Goal => Rewrite every entry below with "field-scouting log" changed to "site survey log" wherever it occurs. Leave everything else as it is.

Records provided =>
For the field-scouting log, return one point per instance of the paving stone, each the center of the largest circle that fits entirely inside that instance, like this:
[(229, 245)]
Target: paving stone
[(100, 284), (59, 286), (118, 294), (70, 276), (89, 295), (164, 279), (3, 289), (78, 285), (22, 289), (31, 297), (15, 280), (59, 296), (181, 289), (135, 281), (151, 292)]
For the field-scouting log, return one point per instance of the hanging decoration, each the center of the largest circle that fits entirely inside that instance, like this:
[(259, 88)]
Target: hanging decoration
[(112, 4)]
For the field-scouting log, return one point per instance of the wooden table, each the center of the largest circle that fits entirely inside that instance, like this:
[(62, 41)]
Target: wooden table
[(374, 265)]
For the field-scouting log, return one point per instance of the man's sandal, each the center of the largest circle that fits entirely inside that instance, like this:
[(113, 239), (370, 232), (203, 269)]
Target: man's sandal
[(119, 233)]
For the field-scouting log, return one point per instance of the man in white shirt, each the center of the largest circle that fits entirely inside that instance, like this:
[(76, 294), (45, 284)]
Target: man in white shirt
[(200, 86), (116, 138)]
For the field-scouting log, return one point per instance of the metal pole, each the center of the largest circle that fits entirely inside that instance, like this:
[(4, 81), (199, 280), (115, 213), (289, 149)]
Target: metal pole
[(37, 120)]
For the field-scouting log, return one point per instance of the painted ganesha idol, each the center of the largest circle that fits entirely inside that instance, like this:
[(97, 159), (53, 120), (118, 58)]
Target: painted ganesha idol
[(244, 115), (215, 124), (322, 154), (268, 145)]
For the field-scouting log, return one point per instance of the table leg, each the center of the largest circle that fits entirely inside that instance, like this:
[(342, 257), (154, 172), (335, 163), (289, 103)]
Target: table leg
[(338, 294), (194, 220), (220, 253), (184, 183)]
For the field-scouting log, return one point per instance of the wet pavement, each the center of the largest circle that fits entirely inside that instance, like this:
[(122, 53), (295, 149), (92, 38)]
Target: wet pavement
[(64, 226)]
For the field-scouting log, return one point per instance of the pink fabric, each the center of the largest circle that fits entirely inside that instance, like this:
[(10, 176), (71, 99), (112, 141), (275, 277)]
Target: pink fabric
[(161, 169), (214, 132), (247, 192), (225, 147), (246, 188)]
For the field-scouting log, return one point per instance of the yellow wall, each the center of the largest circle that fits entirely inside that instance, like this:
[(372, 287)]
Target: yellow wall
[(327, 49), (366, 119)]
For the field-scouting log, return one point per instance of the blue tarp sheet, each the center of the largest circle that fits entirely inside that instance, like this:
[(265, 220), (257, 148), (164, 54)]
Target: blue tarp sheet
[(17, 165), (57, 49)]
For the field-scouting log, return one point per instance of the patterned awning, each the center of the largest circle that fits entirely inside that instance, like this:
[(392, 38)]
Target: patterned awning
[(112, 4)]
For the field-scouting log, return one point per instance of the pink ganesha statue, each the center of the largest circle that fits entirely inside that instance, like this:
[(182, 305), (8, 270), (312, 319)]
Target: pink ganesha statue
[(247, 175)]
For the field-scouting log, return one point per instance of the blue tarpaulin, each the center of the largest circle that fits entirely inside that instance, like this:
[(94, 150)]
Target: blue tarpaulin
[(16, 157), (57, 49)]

Answer to this task =>
For the site survey log, return one point per instance of the paving stone, each the center of the largest circle that fits entirely inside that instance, like this:
[(229, 245)]
Target: paving stone
[(100, 284), (59, 286), (118, 294), (70, 276), (89, 295), (164, 279), (3, 289), (78, 285), (22, 289), (31, 297), (15, 280), (59, 296), (181, 289), (135, 281), (151, 292)]
For the site survey log, return one point per instance of the hanging decoration, each the center of the largest circle that fits entirely inside that instance, like this:
[(259, 88)]
Target: hanging decoration
[(112, 4)]
For the site survey log, return one point per instance of the wooden table, each the center of the largest circle that fits entirely inside that instance, like this:
[(62, 41)]
Target: wooden table
[(374, 265)]
For the site survey log, return one point per instance of the man's sandal, each the center of the largest circle that fits entirely inside that instance, like this:
[(113, 239), (370, 232), (203, 269)]
Target: man's sandal
[(119, 233)]
For the site survey log, return one point per instance of the man in white shirt, each the center of the largest circle that fits entirely inside that instance, like this:
[(76, 294), (45, 284)]
Target: man in white shirt
[(200, 86), (116, 138)]
For the site survey log, return one point per instance of the metal pole, each the center of the largest circle that fits entirely inside that instance, like this:
[(4, 81), (199, 280), (115, 213), (289, 149)]
Target: metal pole
[(37, 120)]
For the site survey log, return one point per instance of the painted ganesha idol, each the center of the largest circle that fits entirely inside that instance, like this:
[(97, 159), (53, 120), (118, 58)]
Target: painted ganesha idol
[(244, 115), (215, 124), (322, 154), (268, 145)]
For the site survey log, return one point per instance of the table leg, each the center of the largest circle that fits entirely inside that instance, like this:
[(342, 257), (154, 172), (335, 163), (289, 103)]
Target: table leg
[(338, 294), (194, 220), (220, 253), (184, 183)]
For the site survey log, return one point per instance of the wet pavement, each the center of the largest circle that fits entirely inside that instance, like this:
[(122, 53), (295, 149), (92, 38)]
Target: wet pavement
[(64, 226)]
For the site survey log, return one point per instance of the pink fabric, each the center of the largest circle that fits entirely inside that instance, like this:
[(10, 176), (71, 99), (112, 141), (275, 277)]
Target: pink fabric
[(161, 169), (214, 132), (247, 192), (225, 147), (246, 188)]
For the site survey log, return one point per instance of the yellow wall, each the center of the largest circle that fits entirely inside that instance, like this:
[(372, 287)]
Target: yellow wall
[(327, 49), (366, 119)]
For the site survey log, return one point per instance of the blue tarp sheet, each the center of the largest circle that fits entirely inside that instance, like this:
[(265, 220), (257, 148), (164, 54)]
Target: blue tarp sheet
[(17, 165), (57, 49)]
For the site survey log, return one point per instance of the patterned awning, each the center of the largest circle that fits entirely inside that instance, like this:
[(392, 38)]
Target: patterned awning
[(112, 4)]
For the site survey log, return one point per instance of the pink ganesha statue, each the center of the largest circle that fits entirely inside that instance, like this:
[(182, 305), (8, 270), (312, 319)]
Target: pink ganesha statue
[(247, 175)]
For the site survey log, return one point per instance of the blue tarpaulin, each the center of the largest circle that fits entirely inside that instance, like this:
[(94, 150)]
Target: blue tarpaulin
[(16, 157), (57, 49)]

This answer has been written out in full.